### SELECTED TEXT
┏━━

Progress K-Means Module

mod_kmeans.py

mod_kmeans.py provides functionality for k-means clustering of solar generation data. It contains the KMeans_Pipeline class, which:

  • Preprocesses the solar and clear-sky irradiance data.

  • Allows evaluation of different cluster sizes using metrics like SSE and silhouette scores.

  • Performs cluster probability calculations to facilitate random day selection in the MCS.

KMeans_Pipeline Package

This package provides the KMeans_Pipeline class to perform KMeans clustering on solar generation data. The package includes functionality for preprocessing, data transformation, clustering, and evaluation.

Class:

KMeans_Pipeline: A pipeline class for running KMeans clustering on solar generation data.

progress.mod_kmeans.directory

Path to the directory containing the solar data files.

Type:

str

progress.mod_kmeans.site_data

Path to the CSV file containing site information.

Type:

str

Example Usage:

This example demonstrates how to use the KMeans_Pipeline class to perform KMeans clustering on solar generation data. It performs the following steps: 1. Initializes the pipeline with the solar_data.xlsx file and a list of selected sites. 2. Calculates the cluster probabilities using the calculate_cluster_probability method. 3. Splits and clusters the data based on the generated labels using the split_and_cluster_data method. 4. Outputs metrics of the clustering to a text file using the test_metrics method.

Note: Ensure the data file solar_data.xlsx exists in the same directory as the script, or provide an absolute path to it.

if __name__ == "__main__":

    # Define the list of selected sites for analysis
    directory = r'/Users/abera/Documents/My_Projects/QuESt_Reliability/QuESt_Reliability_App/Data/Solar'
    site_data = directory + '/solar_sites.csv'

    # Initialize the KMeans_Pipeline class
    pipeline = KMeans_Pipeline(directory, site_data)

┗━━

### Excerpts from location labeling data
┏━━

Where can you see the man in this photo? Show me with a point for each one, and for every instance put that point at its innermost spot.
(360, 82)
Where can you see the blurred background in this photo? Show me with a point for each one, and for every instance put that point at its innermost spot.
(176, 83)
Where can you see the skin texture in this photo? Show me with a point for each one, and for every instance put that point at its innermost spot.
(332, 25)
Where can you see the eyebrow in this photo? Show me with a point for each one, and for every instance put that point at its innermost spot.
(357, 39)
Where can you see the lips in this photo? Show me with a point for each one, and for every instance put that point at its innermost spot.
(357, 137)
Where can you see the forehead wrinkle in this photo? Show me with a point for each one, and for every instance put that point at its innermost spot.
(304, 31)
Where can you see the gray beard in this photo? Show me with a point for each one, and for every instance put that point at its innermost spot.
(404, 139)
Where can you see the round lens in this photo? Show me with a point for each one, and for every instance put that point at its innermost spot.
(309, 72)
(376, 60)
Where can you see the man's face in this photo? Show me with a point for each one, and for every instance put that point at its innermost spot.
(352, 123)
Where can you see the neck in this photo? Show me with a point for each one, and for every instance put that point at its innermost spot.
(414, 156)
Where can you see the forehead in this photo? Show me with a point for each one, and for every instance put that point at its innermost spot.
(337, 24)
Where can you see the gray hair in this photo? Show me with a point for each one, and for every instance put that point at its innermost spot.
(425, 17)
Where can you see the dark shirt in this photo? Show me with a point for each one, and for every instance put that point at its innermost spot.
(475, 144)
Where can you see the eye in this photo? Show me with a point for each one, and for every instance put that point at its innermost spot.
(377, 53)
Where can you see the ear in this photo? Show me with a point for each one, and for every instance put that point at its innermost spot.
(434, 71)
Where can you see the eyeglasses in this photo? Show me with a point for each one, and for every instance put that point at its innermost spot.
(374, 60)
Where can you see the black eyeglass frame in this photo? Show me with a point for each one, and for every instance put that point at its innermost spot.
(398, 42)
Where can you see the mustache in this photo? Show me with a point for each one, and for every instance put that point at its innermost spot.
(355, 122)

┗━━

### WHAT IS BEING ASKED
Return the part of the k-means module page above from "Note: Ensure the" to "pipeline = KMeans_Pipeline(directory, site_data)", copied word for word.

### TASK SOLUTION
Note: Ensure the data file solar_data.xlsx exists in the same directory as the script, or provide an absolute path to it.

if __name__ == "__main__":

    # Define the list of selected sites for analysis
    directory = r'/Users/abera/Documents/My_Projects/QuESt_Reliability/QuESt_Reliability_App/Data/Solar'
    site_data = directory + '/solar_sites.csv'

    # Initialize the KMeans_Pipeline class
    pipeline = KMeans_Pipeline(directory, site_data)